* Passage provided
* Start *

Award Abstract # 1830734
Collaborative Research: Facility Support for Operation of the National Center for Airborne Laser Mapping (NCALM)

NSF Org: EAR
Division Of Earth Sciences
Recipient: UNIVERSITY OF HOUSTON SYSTEM
Initial Amendment Date: August 27, 2018
Latest Amendment Date: August 5, 2024
Award Number: 1830734
Award Instrument: Continuing Grant
Program Manager: Paul Cutler
pcutler@nsf.gov
 (703)292-4961
EAR
 Division Of Earth Sciences
GEO
 Directorate for Geosciences
Start Date: September 1, 2018
End Date: August 31, 2025 (Estimated)
Total Intended Award Amount: $3,262,123.00
Total Awarded Amount to Date: $3,888,006.00
Funds Obligated to Date: FY 2018 = $637,814.00
FY 2019 = $865,354.00

FY 2020 = $775,145.00

FY 2021 = $723,317.00

FY 2022 = $667,390.00

FY 2024 = $218,986.00
History of Investigator:
  • Craig Glennie (Principal Investigator)
    clglennie@uh.edu
  • William Carter (Co-Principal Investigator)
  • Ramesh Shrestha (Co-Principal Investigator)
  • Juan Fernandez Diaz (Co-Principal Investigator)

* End *

* Data
* Start *

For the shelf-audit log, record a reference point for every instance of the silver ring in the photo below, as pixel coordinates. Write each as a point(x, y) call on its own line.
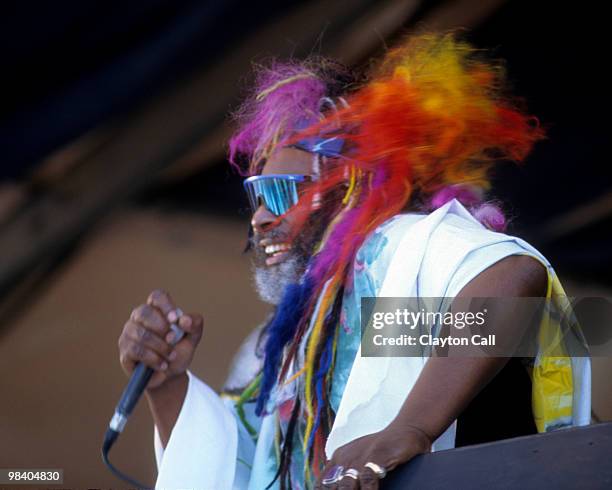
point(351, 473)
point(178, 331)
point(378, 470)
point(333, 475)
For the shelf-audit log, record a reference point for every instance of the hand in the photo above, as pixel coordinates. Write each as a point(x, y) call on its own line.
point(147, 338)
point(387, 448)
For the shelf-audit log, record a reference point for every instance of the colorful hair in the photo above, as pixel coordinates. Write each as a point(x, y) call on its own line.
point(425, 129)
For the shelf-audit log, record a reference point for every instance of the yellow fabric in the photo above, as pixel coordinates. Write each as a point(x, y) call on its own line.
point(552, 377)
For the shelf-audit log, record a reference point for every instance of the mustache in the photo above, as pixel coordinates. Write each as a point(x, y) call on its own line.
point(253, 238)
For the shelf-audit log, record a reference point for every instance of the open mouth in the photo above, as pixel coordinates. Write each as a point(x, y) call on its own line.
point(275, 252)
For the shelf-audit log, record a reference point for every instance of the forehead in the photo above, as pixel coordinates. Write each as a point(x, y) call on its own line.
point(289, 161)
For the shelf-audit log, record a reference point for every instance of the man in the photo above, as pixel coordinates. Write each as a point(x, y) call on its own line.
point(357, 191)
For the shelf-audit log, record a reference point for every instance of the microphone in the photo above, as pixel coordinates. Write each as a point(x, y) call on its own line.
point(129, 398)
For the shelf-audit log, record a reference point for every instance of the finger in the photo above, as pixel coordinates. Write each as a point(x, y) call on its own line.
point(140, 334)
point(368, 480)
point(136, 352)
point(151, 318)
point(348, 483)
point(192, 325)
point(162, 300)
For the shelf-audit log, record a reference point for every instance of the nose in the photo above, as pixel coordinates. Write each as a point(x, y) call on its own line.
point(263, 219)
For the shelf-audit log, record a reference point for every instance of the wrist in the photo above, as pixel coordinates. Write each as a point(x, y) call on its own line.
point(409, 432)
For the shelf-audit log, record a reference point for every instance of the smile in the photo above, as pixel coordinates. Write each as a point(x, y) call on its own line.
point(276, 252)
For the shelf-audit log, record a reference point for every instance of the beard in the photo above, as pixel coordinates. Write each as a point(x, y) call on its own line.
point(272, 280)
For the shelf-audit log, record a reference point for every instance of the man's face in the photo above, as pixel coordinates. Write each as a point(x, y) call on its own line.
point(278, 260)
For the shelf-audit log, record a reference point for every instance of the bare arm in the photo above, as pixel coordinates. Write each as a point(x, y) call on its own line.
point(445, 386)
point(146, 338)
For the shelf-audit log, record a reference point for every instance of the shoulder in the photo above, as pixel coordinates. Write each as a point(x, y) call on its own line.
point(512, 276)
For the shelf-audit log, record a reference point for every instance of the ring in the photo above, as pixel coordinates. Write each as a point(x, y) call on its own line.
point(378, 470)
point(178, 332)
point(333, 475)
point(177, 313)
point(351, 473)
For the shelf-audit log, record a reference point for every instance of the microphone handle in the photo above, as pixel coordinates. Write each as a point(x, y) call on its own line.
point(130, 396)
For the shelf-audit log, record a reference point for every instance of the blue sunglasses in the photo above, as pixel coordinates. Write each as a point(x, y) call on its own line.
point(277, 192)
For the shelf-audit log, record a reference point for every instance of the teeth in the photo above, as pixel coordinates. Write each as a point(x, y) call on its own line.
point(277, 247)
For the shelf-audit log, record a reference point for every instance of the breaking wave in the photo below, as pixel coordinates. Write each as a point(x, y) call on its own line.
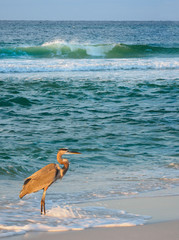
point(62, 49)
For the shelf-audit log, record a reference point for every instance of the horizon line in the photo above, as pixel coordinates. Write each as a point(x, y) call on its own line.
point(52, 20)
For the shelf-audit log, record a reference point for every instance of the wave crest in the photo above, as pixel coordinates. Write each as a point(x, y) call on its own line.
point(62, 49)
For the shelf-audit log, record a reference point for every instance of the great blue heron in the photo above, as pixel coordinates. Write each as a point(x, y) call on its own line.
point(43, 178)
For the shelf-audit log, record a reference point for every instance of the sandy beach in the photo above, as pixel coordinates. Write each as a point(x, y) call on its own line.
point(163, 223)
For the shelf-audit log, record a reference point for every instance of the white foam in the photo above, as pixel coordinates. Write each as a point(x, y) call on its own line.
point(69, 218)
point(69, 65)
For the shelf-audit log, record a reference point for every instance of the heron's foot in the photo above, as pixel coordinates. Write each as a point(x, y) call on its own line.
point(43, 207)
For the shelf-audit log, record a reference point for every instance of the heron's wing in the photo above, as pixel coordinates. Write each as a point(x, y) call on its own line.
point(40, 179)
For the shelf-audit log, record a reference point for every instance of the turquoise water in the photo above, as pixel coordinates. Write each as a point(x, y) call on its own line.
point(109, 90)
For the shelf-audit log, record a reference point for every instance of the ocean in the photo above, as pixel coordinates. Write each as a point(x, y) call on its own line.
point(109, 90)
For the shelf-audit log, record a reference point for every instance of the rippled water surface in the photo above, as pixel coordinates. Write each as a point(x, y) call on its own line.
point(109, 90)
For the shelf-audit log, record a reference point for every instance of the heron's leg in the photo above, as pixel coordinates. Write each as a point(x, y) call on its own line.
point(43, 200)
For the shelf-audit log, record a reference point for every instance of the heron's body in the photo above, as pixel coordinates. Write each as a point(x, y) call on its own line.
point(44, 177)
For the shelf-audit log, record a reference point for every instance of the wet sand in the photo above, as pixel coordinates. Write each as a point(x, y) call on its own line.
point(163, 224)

* End *
* Start *

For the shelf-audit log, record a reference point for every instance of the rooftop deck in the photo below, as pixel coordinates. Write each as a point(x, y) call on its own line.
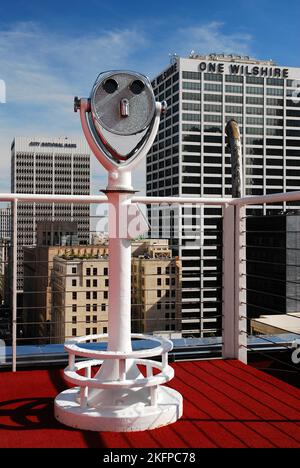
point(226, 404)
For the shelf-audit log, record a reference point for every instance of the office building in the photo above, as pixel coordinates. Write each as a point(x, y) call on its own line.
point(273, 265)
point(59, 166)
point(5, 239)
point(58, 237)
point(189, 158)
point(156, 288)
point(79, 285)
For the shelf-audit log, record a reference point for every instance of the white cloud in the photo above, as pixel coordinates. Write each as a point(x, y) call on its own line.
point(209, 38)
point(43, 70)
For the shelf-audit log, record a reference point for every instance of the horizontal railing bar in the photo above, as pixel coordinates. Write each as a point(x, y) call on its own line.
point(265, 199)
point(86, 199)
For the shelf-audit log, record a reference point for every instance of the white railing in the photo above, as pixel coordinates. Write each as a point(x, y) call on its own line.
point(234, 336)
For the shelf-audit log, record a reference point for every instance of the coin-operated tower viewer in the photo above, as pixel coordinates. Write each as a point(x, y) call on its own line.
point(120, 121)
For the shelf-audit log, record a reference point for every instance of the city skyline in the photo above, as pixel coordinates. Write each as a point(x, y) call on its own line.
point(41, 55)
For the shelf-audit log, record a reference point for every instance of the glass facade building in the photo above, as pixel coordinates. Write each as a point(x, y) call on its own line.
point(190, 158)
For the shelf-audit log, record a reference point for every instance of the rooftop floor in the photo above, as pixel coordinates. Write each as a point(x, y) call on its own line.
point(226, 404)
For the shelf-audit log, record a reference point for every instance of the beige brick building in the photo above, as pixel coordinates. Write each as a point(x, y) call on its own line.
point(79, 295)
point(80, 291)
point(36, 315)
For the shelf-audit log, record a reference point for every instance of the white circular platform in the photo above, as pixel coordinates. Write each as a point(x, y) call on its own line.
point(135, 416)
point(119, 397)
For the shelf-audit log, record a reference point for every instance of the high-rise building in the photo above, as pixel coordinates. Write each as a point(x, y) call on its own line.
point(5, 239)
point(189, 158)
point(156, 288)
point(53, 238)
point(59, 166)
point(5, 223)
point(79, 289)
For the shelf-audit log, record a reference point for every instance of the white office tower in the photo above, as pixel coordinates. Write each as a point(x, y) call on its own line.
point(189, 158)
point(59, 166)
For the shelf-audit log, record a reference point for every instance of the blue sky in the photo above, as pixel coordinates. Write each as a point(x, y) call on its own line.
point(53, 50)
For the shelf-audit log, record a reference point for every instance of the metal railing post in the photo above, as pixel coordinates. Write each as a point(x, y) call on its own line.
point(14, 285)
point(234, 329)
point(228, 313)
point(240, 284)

* End *

* Task instructions
**1.** Rewrite the part of the NCALM award abstract that begins "Funds Obligated to Date" as a short list, keeping each fiscal year and its amount.
**2.** List every person the NCALM award abstract identifies as a Co-Principal Investigator.
**3.** According to the NCALM award abstract, what is the estimated end date of the award?

* Outputs by task
**1.**
- FY 2018: $637,814.00
- FY 2019: $865,354.00
- FY 2020: $775,145.00
- FY 2021: $723,317.00
- FY 2022: $667,390.00
- FY 2024: $218,986.00

**2.**
- William Carter
- Ramesh Shrestha
- Juan Fernandez Diaz

**3.** August 31, 2025